— Fragment uit document —

══════════

Gemmeker, onthoud zijn naam!
Het lijken voor de huidige generatie plaatjes uit een slechte zwart-film maar voor Eva was het allemaal echt. In een rij staan, je registreren, een barak als woonplek waar vrouwen en mannen gescheiden werden. En weer de troostende woorden van haar moeder “Eva, we blijven hier niet lang” en daarmee zichzelf en Eva voor de gek houdend want de registratie was enkel en alleen bedoeld om in kaart te brengen wie wanneer gepland stond voor deportatie naar een vernietigingskamp. Al bij aankomst maakt het gezin Weyl kennis met kampcommandant Albert Gemmeker. Vers uit Berlijn en met de opdracht Westerbork organisatorisch beter te laten verlopen. “Onthoud zijn naam, zegt Eva Weyl vol vuur, een schoft die van Westerbork een kamp maakte als geen ander!” Een man met ervaring die ervoor zorgde dat je op Westerbork, in tegenstelling tot andere kampen, wel drie maaltijden per dag kreeg, dat volwassen konden werken en kinderen naar school mochten. Zijn doel was minder menslievend. “Behandel Joden goed, win hun vertrouwen zodat zij nooit kunnen bevroeden dat Westerbork het voorportaal van hun dood is. Hij liet een ziekenhuis bouwen. De grootste paradox ooit: want wie laat nu mensen genezen om ze vervolgens te vermoorden? De geruchten over moorden in het Oosten zouden op leugens berusten. Maar niets was minder waar. Albert Gemmeker creëerde zo een schijnwereld op zo’n manier dat de doorvoer van Westerbork naar de vernietigingskampen soepel kon verlopen.

══════════

— Verstrekte gegevens —
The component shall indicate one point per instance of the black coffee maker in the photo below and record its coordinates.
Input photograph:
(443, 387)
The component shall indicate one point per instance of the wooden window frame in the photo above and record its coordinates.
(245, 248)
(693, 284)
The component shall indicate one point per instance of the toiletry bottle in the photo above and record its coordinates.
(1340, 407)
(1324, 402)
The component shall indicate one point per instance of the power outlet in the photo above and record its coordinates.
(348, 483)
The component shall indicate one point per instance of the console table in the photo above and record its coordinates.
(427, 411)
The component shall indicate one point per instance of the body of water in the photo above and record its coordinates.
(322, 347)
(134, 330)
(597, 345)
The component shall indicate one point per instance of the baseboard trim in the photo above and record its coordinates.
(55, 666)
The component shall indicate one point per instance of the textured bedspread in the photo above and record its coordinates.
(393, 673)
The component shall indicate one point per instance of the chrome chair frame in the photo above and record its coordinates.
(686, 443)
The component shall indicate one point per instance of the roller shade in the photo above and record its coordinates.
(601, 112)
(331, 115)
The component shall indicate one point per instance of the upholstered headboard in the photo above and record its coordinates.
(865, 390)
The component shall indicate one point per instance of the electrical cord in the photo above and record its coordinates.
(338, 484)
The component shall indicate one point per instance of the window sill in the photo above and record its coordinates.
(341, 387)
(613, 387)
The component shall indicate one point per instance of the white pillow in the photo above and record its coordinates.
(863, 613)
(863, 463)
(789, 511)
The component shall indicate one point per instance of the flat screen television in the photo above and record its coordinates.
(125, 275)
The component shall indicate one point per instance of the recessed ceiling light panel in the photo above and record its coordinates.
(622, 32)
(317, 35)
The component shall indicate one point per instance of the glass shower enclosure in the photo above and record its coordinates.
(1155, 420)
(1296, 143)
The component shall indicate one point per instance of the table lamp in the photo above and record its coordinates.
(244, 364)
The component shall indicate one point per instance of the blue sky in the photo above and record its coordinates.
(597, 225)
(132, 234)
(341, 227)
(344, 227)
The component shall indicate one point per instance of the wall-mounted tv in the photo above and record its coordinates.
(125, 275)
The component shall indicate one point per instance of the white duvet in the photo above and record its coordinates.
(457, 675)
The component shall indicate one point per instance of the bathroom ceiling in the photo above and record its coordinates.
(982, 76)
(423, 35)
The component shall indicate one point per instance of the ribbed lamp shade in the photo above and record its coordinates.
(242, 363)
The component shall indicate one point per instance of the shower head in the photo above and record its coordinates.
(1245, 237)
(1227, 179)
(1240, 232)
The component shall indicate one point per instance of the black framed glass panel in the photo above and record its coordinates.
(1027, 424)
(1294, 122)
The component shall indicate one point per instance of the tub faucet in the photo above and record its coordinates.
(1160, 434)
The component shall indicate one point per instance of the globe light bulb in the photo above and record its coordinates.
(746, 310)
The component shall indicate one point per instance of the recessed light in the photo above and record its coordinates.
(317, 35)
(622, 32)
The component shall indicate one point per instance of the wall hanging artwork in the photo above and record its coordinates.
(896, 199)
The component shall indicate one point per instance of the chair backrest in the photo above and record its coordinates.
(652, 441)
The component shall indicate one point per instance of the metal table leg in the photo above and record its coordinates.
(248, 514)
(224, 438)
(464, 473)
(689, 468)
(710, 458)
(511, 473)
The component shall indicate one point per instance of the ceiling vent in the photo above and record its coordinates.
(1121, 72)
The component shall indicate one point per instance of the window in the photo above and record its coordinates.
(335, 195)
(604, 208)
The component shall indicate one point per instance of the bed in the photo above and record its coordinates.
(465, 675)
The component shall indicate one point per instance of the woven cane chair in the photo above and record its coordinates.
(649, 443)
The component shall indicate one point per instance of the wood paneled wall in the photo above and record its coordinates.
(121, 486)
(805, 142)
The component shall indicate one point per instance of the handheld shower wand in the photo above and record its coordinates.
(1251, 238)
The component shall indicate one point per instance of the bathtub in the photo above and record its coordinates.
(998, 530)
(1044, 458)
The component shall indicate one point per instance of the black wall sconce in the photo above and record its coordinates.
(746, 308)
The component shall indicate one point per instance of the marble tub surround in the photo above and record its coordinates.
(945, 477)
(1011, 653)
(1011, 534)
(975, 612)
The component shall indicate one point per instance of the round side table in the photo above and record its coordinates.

══════════

— Instructies bij opdracht —
Pak het verhaal over Eva Weyl en kampcommandant Gemmeker in Westerbork weer op en schrijf het verder vanaf de laatste zin.

— Resultaat opdracht —
Eva Weyl neemt een slokje van haar water om vervolgens met vaste stem en krachtige blik de 150 leerlingen duidelijk te maken dat Albert Gemmeker een ongelooflijke wereld had gemaakt waar men in geloofde: ‘Ík ben erin getrapt! Mijn ouders zijn erin getrapt! Het merendeel van de mensen in Westerbork is erin getrapt! Want het kon gewoon niet waar zijn!” De naam Gemmeker staat op menig netvlies geschreven. Hij was de koning van ‘zijn dorp’ waar hij concerten, toneelvoorstellingen en ander vermaak organiseerde. Hij had de touwtjes in handen en wilde het vooral heel goed doen om zelf niet naar het Oostfront te hoeven worden gestuurd om te vechten.
Ook met de trein naar huis willen
Eva Weyl schetst haar dagelijks leven in het kamp. Barakken, kleine stapelbedjes, een dun matras, wassen met koud water. Alles went. Zeker als je kind bent. En op een dag huppel je dagelijks naar school en maak je grapjes met je vriendinnen. Vriendinnetjes die ook zomaar konden verdwijnen zoals beste vriendin Saartje op wie kleine Eva jaloers is als zij hoort dat Saartje met de trein weg is. “Zij wel, denkt Eva dan nog, wat heeft zij een geluk, ik wil ook naar huis”. Maar toen wist zij nog niet dat het ‘de trein zonder hoop’ bleek te zijn. Als Duissprekende Jood kon de vader van Eva werken bij de administratie. Eva spreekt over zichzelf als een enorme bofkont want dankzij zijn functie kreeg het gezin een heus kamertje en werden zij en haar moeder met haar vader verenigd. Het was een groot geluk om ouders te hebben die je beschermden en haar onwetend wisten te houden van de grote angst die zij elke week ervoeren bij de deportaties die vanaf de zomer van 1942 plaatsvonden.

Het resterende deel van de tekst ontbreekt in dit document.